# TASK DATA:
## begin

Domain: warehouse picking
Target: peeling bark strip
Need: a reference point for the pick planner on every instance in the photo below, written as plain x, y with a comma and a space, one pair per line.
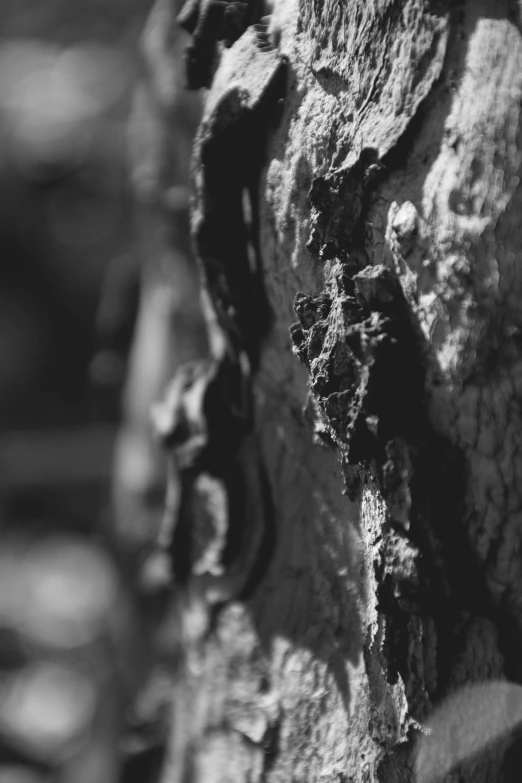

## end
## begin

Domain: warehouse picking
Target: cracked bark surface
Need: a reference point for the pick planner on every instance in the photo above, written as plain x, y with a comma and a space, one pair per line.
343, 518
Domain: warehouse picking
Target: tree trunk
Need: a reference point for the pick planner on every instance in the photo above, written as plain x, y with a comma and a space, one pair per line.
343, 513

## end

# GIVEN PROBLEM:
Pick out every line in the entries above that contains the word "bark", and copy each one.

# RESULT OF THIS TASK:
Target: peeling bark strip
Target: cracked bark surface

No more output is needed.